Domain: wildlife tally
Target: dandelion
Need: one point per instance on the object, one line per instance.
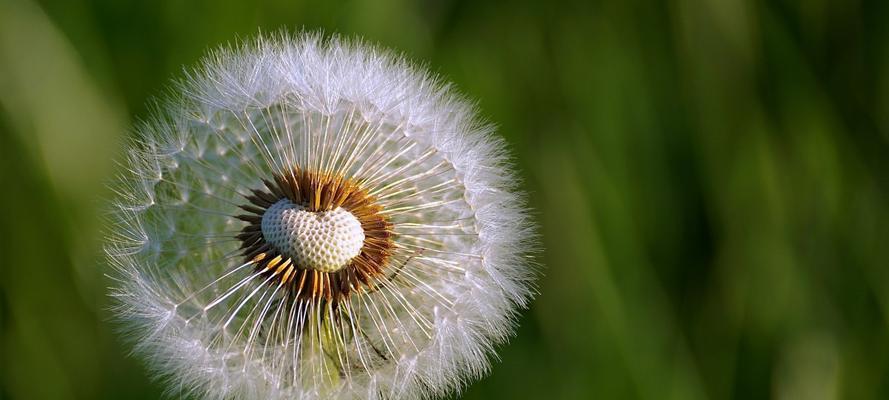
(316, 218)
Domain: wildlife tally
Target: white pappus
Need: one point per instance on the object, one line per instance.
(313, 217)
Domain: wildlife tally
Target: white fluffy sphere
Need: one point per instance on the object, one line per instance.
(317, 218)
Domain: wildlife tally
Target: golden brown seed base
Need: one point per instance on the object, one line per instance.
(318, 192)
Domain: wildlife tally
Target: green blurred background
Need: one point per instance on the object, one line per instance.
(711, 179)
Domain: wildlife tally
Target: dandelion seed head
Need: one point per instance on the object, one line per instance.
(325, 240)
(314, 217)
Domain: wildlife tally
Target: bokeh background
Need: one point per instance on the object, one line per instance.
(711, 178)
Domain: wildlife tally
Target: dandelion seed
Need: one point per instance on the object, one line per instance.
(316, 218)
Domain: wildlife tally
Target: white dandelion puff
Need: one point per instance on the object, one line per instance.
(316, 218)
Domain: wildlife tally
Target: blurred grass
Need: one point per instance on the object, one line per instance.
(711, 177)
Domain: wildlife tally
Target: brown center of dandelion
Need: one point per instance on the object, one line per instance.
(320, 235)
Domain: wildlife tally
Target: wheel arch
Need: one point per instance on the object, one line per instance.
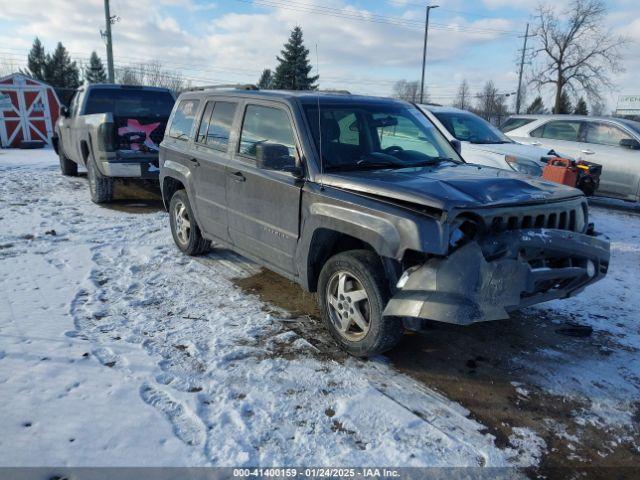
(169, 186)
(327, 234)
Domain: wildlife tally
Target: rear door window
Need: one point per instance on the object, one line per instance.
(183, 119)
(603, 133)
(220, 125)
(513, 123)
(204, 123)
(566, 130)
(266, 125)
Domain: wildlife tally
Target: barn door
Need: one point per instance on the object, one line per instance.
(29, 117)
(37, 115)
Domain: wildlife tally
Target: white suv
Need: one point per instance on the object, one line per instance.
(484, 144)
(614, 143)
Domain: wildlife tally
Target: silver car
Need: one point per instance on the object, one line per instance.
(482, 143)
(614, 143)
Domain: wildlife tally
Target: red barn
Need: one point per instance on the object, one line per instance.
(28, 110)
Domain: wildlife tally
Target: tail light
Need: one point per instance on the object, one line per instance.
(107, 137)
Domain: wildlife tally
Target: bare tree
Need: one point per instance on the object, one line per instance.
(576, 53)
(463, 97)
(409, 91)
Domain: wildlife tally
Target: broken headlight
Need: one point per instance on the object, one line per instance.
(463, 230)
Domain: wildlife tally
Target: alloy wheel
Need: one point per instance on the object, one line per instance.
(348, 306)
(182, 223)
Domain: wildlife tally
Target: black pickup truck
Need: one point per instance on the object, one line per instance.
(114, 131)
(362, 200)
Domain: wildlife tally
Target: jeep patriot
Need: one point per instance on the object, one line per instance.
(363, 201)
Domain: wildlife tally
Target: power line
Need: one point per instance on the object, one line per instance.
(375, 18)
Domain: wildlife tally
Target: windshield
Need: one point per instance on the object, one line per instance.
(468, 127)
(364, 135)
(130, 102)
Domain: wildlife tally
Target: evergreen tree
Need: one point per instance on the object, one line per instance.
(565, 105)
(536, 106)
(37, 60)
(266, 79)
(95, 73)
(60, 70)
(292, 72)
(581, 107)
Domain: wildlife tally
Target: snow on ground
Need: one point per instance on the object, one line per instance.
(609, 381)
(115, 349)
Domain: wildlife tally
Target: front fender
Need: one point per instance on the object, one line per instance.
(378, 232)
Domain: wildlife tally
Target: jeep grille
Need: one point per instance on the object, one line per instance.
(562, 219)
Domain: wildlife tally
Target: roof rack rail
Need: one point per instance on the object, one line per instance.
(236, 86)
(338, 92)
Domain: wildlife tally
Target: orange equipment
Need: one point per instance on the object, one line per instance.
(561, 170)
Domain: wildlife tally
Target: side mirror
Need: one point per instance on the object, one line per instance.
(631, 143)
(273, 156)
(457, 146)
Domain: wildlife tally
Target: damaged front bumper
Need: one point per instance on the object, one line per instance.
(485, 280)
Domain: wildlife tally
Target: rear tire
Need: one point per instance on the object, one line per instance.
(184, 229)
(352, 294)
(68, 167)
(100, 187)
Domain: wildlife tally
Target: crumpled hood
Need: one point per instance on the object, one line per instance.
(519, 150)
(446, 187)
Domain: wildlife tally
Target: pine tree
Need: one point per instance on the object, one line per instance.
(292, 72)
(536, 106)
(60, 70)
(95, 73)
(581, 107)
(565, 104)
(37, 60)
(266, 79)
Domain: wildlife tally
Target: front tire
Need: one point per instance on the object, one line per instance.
--
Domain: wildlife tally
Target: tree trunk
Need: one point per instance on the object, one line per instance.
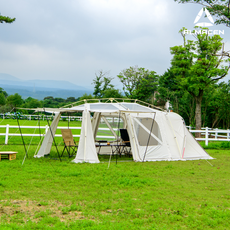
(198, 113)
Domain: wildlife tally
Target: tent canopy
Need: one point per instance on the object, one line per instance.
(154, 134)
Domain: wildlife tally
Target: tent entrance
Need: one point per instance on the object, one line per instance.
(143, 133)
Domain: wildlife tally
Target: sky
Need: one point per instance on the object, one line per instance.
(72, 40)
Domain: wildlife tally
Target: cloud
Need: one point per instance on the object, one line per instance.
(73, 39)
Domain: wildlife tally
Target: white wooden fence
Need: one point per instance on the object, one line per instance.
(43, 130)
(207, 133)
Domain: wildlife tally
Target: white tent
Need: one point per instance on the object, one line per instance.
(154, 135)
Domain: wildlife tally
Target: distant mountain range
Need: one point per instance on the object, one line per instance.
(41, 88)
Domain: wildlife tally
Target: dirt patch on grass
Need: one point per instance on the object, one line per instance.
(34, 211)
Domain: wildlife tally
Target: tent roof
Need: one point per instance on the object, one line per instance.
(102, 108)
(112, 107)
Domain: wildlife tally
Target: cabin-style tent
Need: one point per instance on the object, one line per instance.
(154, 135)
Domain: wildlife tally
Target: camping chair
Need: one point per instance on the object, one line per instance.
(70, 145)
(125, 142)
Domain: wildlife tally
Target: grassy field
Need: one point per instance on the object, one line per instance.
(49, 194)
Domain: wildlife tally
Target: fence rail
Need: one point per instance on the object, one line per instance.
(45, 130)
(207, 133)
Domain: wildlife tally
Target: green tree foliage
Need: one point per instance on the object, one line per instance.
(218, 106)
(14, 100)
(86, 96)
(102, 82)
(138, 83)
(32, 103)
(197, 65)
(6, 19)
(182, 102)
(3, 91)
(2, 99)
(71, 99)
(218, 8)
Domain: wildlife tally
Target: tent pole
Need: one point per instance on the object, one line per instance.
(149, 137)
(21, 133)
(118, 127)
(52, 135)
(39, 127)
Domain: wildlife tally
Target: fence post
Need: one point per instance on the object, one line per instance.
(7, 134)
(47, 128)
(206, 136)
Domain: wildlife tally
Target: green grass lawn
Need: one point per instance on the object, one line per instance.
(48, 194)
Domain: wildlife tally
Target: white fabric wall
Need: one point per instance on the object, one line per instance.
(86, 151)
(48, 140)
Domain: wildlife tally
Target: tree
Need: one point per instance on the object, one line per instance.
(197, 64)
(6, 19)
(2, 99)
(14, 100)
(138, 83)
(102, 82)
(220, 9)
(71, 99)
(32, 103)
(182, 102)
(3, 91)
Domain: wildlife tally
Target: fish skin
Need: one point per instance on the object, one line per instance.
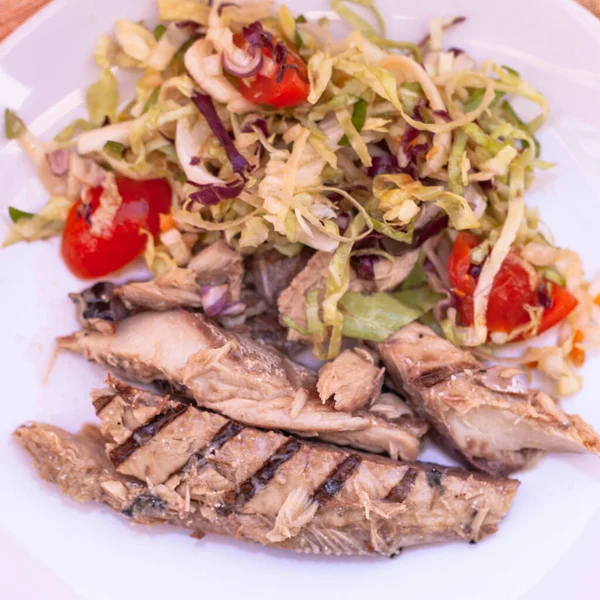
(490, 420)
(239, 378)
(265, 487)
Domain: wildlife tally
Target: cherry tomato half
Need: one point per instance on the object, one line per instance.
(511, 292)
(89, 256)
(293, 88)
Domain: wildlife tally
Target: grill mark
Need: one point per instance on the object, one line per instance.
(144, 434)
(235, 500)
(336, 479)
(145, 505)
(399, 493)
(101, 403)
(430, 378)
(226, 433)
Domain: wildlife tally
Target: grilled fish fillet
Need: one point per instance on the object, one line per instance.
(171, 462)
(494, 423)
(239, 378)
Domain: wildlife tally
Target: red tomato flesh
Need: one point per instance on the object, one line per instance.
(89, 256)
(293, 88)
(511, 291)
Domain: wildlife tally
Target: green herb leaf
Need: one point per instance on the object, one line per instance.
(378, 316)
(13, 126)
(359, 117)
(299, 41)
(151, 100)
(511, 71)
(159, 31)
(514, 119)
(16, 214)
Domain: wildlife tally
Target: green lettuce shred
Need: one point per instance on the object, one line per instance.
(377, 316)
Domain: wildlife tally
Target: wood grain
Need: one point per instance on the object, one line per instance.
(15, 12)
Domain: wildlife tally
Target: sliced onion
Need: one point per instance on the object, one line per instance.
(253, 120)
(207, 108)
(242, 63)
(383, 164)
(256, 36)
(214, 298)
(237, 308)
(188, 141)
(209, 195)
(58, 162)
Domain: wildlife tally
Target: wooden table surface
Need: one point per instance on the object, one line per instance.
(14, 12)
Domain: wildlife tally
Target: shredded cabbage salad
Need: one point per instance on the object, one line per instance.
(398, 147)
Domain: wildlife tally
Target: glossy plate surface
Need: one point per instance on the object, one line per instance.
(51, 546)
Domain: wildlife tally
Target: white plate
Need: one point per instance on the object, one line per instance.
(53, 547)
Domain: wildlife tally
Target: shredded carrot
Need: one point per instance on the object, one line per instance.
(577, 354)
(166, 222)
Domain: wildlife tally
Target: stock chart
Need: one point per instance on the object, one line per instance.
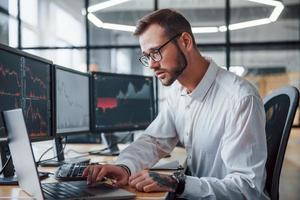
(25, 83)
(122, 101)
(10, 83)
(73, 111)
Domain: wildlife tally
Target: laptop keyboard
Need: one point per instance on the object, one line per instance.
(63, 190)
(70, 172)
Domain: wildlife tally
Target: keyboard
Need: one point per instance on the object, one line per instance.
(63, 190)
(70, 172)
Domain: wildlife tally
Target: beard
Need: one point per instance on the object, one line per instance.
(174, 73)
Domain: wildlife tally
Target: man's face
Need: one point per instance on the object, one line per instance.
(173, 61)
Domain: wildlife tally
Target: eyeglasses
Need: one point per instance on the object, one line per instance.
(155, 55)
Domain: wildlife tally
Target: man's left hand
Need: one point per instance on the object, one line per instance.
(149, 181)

=== Exercise requirements ===
Collect every line above that contains the string "front".

=== The result ===
Target: front fender
Target: damaged front bumper
Target: front tire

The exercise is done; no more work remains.